Passage for review:
Especially as Seattle grapples with questions of police reform and racial justice, the city’s police should welcome the opportunity to embrace public transparency.
Yet the Seattle Police Department is advising requesters that fulfilling their public-records requests will take as long as a year or more.
The SPD had 2,412 open-records requests as of Nov. 16, according to a department spokesperson. Officials had completed 6,202 requests since the beginning of the year.
Every public agency has the legal and ethical responsibility to ensure members of the public have access to public records. Taxpayers and citizens have a right to see how work is being done in the public interest. Transparency helps protect against corruption, ineptitude and waste.
But according to the SPD, records requests are piling up because of staffing shortages, redeployment of supporting units to front-line COVID-19 response and remote working conditions.
Although the public has a legal right to inspect public records, Washington law does not require the keepers of those records to supply them within any specific time frame. The law allows the public agency to respond within five days with a “reasonable estimate” of when the requested documents will be provided.

Required actions:
a - From the passage on Seattle police records requests, reproduce word for word the stretch that begins with the words "Yet the Seattle" and stops after the words "remote working conditions.".
b - Continue the passage about delays in Seattle police records requests, picking up after its final sentence.

Recorded data:

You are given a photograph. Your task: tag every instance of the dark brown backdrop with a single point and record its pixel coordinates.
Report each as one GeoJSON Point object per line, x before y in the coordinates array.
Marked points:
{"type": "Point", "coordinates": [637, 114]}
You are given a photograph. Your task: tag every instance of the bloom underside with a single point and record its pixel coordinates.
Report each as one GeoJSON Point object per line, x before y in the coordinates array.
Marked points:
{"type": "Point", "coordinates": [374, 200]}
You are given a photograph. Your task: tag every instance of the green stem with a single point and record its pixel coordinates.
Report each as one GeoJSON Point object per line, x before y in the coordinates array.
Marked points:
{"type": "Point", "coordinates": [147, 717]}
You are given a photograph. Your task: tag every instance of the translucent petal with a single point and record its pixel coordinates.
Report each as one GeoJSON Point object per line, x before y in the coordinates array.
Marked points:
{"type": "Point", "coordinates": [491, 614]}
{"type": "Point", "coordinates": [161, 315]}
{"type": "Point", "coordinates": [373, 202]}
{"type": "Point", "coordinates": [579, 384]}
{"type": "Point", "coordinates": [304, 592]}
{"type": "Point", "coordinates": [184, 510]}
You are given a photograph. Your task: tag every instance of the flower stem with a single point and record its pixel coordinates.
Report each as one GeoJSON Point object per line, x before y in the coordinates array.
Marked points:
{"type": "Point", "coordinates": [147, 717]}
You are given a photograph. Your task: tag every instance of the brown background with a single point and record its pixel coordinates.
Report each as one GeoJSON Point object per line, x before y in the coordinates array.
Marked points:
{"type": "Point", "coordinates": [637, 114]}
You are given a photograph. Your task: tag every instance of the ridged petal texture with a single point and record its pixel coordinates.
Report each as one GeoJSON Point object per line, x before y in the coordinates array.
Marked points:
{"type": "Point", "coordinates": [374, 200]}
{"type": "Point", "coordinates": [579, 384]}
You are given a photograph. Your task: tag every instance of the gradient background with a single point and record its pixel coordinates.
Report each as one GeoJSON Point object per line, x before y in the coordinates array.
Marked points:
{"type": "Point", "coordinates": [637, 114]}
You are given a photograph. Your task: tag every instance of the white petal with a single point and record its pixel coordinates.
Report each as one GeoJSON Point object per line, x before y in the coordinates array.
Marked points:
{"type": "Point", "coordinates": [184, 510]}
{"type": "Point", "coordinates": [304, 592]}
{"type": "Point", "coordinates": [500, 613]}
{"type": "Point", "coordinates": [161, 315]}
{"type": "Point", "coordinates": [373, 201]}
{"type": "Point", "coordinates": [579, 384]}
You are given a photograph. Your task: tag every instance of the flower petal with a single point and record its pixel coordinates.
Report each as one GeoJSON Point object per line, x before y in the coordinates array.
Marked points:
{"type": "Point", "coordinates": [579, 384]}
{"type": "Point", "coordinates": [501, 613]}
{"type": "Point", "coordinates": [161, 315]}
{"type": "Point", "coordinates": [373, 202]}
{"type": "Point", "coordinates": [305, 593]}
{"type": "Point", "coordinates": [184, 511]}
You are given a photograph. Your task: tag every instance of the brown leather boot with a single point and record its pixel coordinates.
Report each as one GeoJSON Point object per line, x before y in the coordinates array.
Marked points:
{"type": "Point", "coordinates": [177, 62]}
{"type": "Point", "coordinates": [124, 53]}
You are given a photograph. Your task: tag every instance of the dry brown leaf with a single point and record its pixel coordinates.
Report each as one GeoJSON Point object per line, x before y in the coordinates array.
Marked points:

Task results:
a -
Yet the Seattle Police Department is advising requesters that fulfilling their public-records requests will take as long as a year or more.
The SPD had 2,412 open-records requests as of Nov. 16, according to a department spokesperson. Officials had completed 6,202 requests since the beginning of the year.
Every public agency has the legal and ethical responsibility to ensure members of the public have access to public records. Taxpayers and citizens have a right to see how work is being done in the public interest. Transparency helps protect against corruption, ineptitude and waste.
But according to the SPD, records requests are piling up because of staffing shortages, redeployment of supporting units to front-line COVID-19 response and remote working conditions.

b -
The SPD’s current estimate is a minimum response time of 6-12 months or longer, depending on the volume and complexity of requests. The department is on track to receive around 9,000 total records requests this year, the spokesperson said.
Finding the resources to accommodate those requests should be among the department’s top priorities. Transparency is fundamental to democracy. It also seeds public confidence and understanding in the workings of public agencies.
Especially during these challenging times, the police department should be eager to show its public how the work is done.